[Text excerpt]
+ + + + + + +

JSON as a Native Tcl Value

JSON as a Native Tcl Value

Cyan Ogilvie Ruby Lane, Inc. cyan@

October 24, 2016

Abstract

JSON, being a string representation of structured data, finds a natural home in Tcl since this is exactly how Tcl sees all values (EIAS). Whereas most languages (even Javascript!) require that JSON first be converted to a native representation, and later serialized back to a string, Tcl provides the means (through the Tcl Obj mechanism) to efficiently manipulate the JSON directly. rl json 1 does this following the pattern of the dict command, and uses templates to provide the missing type information when producing new JSON values. I discuss the lessons learned while optimizing rl json to meet the performance required, and how having self-describing structured data in Tcl is valuable beyond just data exchange.

1 Types Are a Problem

JSON has emerged as the de facto standard for data interchange between systems on the Internet, replacing XML in this role largely due to its lighter syntax and simpler structure, making it easy for most languages to directly translate it to and from native data structures. Tcl was excluded from this because it lacks types (or rather, its types are not intrinsic to values but are a transient property of values when they are accessed). Of course it is possible to convert the JSON object to a dictionary, and many existing Tcl packages do this, but it is a lossy transformation. Because JSON is typed, some systems use that channel to convey information which is lost when converting to a dictionary. Many Tcl JSON packages treat at least two of the following JSON documents as equivalent:

{ "foo": "is this a dict?", "bar": null

1 json

}

{ "foo": ["is", "this", "a", "dict?"], "bar": ""

}

{ "foo": { "is": "this", "a": "dict?" }, "bar": "null"

}

The null representation issue is well trodden ground, and consensus seems to be that there is no reasonable way to represent this in Tcl without fundamentally changing the language. The string / list / dictionary ambiguity is more subtle and is inescapably rooted in the fact that a valid Tcl dictionary is all three. Indeed most English sentences are valid Tcl lists and about half are valid dictionaries. For many applications in which Tcl is a consumer of JSON data this issue isn't a practical concern, since the script implicitly provides the interpretation by how it accesses the values, just as it does for all other values in Tcl. When the type information itself encodes meaning this strategy fails, but those situations are fortunately rare in practice.

+ + + + + + +

[Goal A] Can you output, unchanged, everything in the records below from the line containing "segment cable clamp, every instance" down to the end of the records, including both of those lines?

+ + + + + + +

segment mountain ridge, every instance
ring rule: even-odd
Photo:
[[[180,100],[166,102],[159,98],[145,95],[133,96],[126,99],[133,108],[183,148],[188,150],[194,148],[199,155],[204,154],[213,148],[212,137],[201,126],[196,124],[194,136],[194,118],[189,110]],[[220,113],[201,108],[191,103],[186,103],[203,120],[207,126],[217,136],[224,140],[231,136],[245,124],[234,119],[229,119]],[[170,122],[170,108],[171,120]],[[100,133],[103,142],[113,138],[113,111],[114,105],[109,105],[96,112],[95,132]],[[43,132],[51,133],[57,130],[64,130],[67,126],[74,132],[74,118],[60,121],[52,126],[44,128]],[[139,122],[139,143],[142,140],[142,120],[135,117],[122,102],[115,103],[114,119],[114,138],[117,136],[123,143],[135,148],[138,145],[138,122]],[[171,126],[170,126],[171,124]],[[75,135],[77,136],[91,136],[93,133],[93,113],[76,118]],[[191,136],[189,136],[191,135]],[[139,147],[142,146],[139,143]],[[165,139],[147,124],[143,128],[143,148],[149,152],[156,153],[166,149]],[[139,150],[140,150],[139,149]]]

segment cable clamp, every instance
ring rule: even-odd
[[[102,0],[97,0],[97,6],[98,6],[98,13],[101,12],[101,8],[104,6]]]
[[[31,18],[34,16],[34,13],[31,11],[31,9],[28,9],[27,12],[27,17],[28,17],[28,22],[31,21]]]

+ + + + + + +

[Goal B] Can you pick up the text on JSON as a native Tcl value after its last sentence and keep writing it?

[Task response A]
segment cable clamp, every instance
ring rule: even-odd
[[[102,0],[97,0],[97,6],[98,6],[98,13],[101,12],[101,8],[104,6]]]
[[[31,18],[34,16],[34,13],[31,11],[31,9],[28,9],[27,12],[27,17],[28,17],[28,22],[31,21]]]

[Task response B]
When it comes to producing JSON from Tcl values though the problem is unavoidable, and there is no choice but to provide the type information explicitly in some way. This typically leads to code that obscures the structure of the JSON document produced, and requires the programmer reading the code to mentally execute it while maintaining a mental model of the document being produced. While most programmers will succeed at this it is likely that whatever mental process they were busy with will have been evicted from working memory, hugely impacting on their productivity. This is especially true for very large and complex JSON documents, such as Elasticsearch queries (our typical query is around 260 lines, 8.5 KB, and 13 levels of nesting).

2 Types Are Not Such a Problem If You Squint Just Right

rl json resolves this difficulty by avoiding the conversion from JSON to another (lossy) representation, providing instead a command that operates on the JSON values directly, analogous to how the dict command works with (possibly nested) dictionary values. In this way the type information is preserved and available when required, without obfuscating the script

in the majority of cases where it is not needed. To support this and maintain an acceptable level of performance, rl json shimmers the JSON string to a custom Tcl ObjType that stores the parsed document, representing each contained JSON value with a type enum and a Tcl Obj holding the value. For a JSON object the Tcl Obj is a dictionary, for an array it is a list, and so on. This allows efficient use of the contained values by Tcl, and elegantly handles sharing the JSON value (or fragments of it) using the normal Tcl Obj reference counting. This approach makes it straightforward to implement efficient in-place updates to JSON values, which just invalidate the string rep and store a reference to the supplied Tcl Obj (together with the JSON type).

For larger chunks of JSON structure that are filled in with values from the script, a template approach is used, which can be combined with incremental construction as in this admittedly contrived example:

set someval 0xFF

set res [json template { { "foo": "~S:someval", "bar": "~N:someval", "baz": ["~B:someval", "~S:otherval", "~L:~S:someval"] }

}]

# setting the "end+1" element of an array appends to it json set res baz end+1 $res ;#YoDawg json set res new {"entry"} # "end" and "end-1" are unambiguous because they index into an array json unset res baz end baz end-1

puts [json pretty $res] puts "baz: [json get $res baz 0] is a [json get $res baz 0 ?type]"

Which will produce:

{ "foo": "0xFF", "bar": 255, "baz": [ true , null , "~ S: someval ", {

"foo": "0xFF", "bar": 255, "baz": [

true , "~ S: someval " ] } ], "new": "entry" } baz: 1 is a boolean

json template replaces strings in the supplied JSON document that match the regular expression ^~[SNBJTL]:.+$ with values sourced from the named variables, and types indicated by the replacement prefix (String, Number, Boolean, JSON, Template and Literal). Since templates are themselves just JSON, they can be manipulated in the same way that any other JSON values are.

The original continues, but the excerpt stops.